> **AIM OF THE TASK**
Top to bottom, output the entries that follow exactly.

> **DATA**
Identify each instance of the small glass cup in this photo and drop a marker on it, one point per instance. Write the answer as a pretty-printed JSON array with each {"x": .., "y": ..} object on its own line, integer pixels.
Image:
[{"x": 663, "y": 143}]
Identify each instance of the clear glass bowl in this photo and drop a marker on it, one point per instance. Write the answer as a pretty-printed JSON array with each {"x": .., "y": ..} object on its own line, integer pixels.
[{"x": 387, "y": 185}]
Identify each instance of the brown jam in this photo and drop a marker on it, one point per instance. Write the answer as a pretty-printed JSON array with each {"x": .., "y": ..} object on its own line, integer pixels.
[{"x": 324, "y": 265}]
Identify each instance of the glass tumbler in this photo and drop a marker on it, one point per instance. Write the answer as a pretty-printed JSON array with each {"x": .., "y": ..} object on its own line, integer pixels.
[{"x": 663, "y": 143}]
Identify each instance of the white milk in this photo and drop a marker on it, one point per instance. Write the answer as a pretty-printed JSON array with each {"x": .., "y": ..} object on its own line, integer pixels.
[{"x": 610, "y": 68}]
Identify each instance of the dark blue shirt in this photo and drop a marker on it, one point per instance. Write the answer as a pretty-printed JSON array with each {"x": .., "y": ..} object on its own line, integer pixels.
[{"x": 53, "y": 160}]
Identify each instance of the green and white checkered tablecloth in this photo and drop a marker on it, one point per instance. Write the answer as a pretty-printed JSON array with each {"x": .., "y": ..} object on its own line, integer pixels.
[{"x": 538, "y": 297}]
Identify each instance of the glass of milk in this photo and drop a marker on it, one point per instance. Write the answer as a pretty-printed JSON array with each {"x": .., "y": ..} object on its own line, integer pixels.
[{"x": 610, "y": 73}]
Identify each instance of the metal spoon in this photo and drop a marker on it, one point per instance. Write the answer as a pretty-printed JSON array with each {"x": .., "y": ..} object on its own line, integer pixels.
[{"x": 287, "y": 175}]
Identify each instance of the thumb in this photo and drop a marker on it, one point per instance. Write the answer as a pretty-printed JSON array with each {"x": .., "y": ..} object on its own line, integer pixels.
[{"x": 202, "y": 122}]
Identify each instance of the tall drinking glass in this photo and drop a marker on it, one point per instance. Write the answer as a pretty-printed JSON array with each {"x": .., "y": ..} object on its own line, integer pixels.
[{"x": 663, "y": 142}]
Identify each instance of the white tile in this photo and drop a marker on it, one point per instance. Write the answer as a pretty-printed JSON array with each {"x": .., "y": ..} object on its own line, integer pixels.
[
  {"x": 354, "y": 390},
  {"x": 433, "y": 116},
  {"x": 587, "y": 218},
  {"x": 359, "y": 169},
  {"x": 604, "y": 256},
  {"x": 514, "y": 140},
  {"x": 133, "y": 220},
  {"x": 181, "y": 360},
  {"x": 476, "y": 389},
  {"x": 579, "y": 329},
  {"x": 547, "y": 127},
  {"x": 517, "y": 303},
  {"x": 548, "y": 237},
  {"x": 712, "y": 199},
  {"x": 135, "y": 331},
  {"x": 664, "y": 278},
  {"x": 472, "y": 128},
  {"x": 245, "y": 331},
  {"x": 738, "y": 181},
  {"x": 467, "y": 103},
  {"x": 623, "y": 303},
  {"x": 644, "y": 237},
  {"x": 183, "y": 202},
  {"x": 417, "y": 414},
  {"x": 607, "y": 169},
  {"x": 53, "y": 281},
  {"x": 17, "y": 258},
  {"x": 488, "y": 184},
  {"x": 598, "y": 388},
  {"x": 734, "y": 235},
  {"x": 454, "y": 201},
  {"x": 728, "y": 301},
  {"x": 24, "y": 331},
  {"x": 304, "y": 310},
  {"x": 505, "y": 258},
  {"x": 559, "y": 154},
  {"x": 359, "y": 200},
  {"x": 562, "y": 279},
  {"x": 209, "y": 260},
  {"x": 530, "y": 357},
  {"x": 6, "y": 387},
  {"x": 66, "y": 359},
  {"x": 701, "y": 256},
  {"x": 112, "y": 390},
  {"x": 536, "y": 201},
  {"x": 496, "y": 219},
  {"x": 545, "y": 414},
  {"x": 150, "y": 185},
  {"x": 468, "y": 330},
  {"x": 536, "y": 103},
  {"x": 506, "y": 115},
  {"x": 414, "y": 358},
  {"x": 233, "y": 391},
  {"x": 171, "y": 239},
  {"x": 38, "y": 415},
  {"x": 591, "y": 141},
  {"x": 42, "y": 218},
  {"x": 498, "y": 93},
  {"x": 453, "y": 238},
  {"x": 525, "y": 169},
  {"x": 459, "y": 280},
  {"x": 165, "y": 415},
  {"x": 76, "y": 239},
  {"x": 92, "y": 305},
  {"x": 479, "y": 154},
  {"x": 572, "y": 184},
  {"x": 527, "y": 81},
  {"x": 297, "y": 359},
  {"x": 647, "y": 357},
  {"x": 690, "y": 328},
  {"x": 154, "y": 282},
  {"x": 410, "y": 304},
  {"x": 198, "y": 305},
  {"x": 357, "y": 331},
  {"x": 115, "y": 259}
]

> **WRITTEN ANSWER**
Identify each instance of the small glass cup in this photo and drop a marker on it, one point per instance. Write the answer as a pretty-printed JSON array with each {"x": .., "y": ..} object on its own line, integer pixels.
Image:
[{"x": 663, "y": 143}]
Identify each instance of the clear glass bowl in this photo and drop a marker on it, one point per instance. Write the answer as a pretty-printed JSON array with each {"x": .., "y": ..} object on its own line, integer pixels.
[{"x": 387, "y": 185}]
Identify each instance of the brown jam in this photo and drop a marker on it, one point per instance. Write the answer as a pretty-printed JSON array with each {"x": .., "y": ..} object on its own line, integer pixels.
[{"x": 324, "y": 265}]
Identify each instance of the glass tumbler in this photo and drop a marker on it, one point per instance. Write the answer as a pretty-printed JSON array with each {"x": .., "y": ..} object on its own line, integer pixels.
[{"x": 663, "y": 143}]
Identify each instance of the white milk in this photo and drop a marker on it, one point per instance. Write the answer as a pretty-printed JSON array with each {"x": .., "y": ..} object on its own line, integer pixels.
[{"x": 610, "y": 68}]
Identify each instance of the dark blue shirt in this photo and drop a marker on it, one point per instance. Write the answer as a pretty-printed JSON array with each {"x": .., "y": ..} object on its own line, integer pixels.
[{"x": 53, "y": 160}]
Identify each instance of the green and white checkered tablecloth in this photo and drop a marker on it, one point per instance. Write the answer as a pretty-printed JSON array with each {"x": .., "y": ..} object on its own line, integer pixels.
[{"x": 538, "y": 297}]
Identify each instance of the glass of milk in this photo and drop a marker on it, one point per instance. Write the answer as a pretty-printed JSON array with each {"x": .., "y": ..} object on its own line, integer pixels.
[{"x": 610, "y": 73}]
Identify each instance of the metal spoon in this photo and drop a marker on it, one point per instance. Write the answer as a pretty-printed JSON array with each {"x": .., "y": ..} object on its own line, integer pixels.
[{"x": 287, "y": 175}]
Identify each instance of the thumb in this photo and drop a marker on it, one point per instance. Write the answer as a pretty-printed JSON array with each {"x": .., "y": ..} object on its own line, integer pixels.
[{"x": 202, "y": 122}]
Identify each instance of the tall drinking glass in this photo and drop a marker on it, one point per instance. Write the answer as a pretty-printed JSON array with each {"x": .., "y": ..} object on its own line, integer pixels.
[{"x": 663, "y": 142}]
Identify each instance of the white tile in this photo and drop a marker on it, one point per instance. Write the answer as a pretty-printed JSON array with each {"x": .., "y": ..} object on its own line, integer pixels.
[
  {"x": 354, "y": 390},
  {"x": 433, "y": 116},
  {"x": 587, "y": 218},
  {"x": 359, "y": 169},
  {"x": 604, "y": 256},
  {"x": 514, "y": 140},
  {"x": 133, "y": 220},
  {"x": 181, "y": 360},
  {"x": 476, "y": 389},
  {"x": 579, "y": 329},
  {"x": 547, "y": 127},
  {"x": 517, "y": 303},
  {"x": 548, "y": 237},
  {"x": 712, "y": 199},
  {"x": 135, "y": 331},
  {"x": 664, "y": 278},
  {"x": 472, "y": 128},
  {"x": 245, "y": 331},
  {"x": 738, "y": 181},
  {"x": 467, "y": 103},
  {"x": 623, "y": 303},
  {"x": 644, "y": 237},
  {"x": 183, "y": 202},
  {"x": 417, "y": 414},
  {"x": 607, "y": 169},
  {"x": 53, "y": 281},
  {"x": 17, "y": 258},
  {"x": 488, "y": 184},
  {"x": 598, "y": 388},
  {"x": 734, "y": 235},
  {"x": 454, "y": 201},
  {"x": 728, "y": 301},
  {"x": 24, "y": 331},
  {"x": 304, "y": 310},
  {"x": 505, "y": 258},
  {"x": 559, "y": 154},
  {"x": 359, "y": 200},
  {"x": 562, "y": 279},
  {"x": 209, "y": 260},
  {"x": 530, "y": 357},
  {"x": 6, "y": 387},
  {"x": 66, "y": 359},
  {"x": 701, "y": 256},
  {"x": 112, "y": 390},
  {"x": 536, "y": 201},
  {"x": 496, "y": 219},
  {"x": 545, "y": 414},
  {"x": 150, "y": 185},
  {"x": 468, "y": 330},
  {"x": 536, "y": 103},
  {"x": 506, "y": 115},
  {"x": 414, "y": 358},
  {"x": 233, "y": 391},
  {"x": 171, "y": 239},
  {"x": 38, "y": 415},
  {"x": 591, "y": 141},
  {"x": 42, "y": 218},
  {"x": 498, "y": 93},
  {"x": 453, "y": 238},
  {"x": 525, "y": 169},
  {"x": 459, "y": 280},
  {"x": 165, "y": 415},
  {"x": 76, "y": 239},
  {"x": 92, "y": 305},
  {"x": 479, "y": 154},
  {"x": 572, "y": 184},
  {"x": 527, "y": 81},
  {"x": 297, "y": 359},
  {"x": 647, "y": 357},
  {"x": 690, "y": 328},
  {"x": 154, "y": 282},
  {"x": 410, "y": 304},
  {"x": 198, "y": 305},
  {"x": 357, "y": 331},
  {"x": 115, "y": 259}
]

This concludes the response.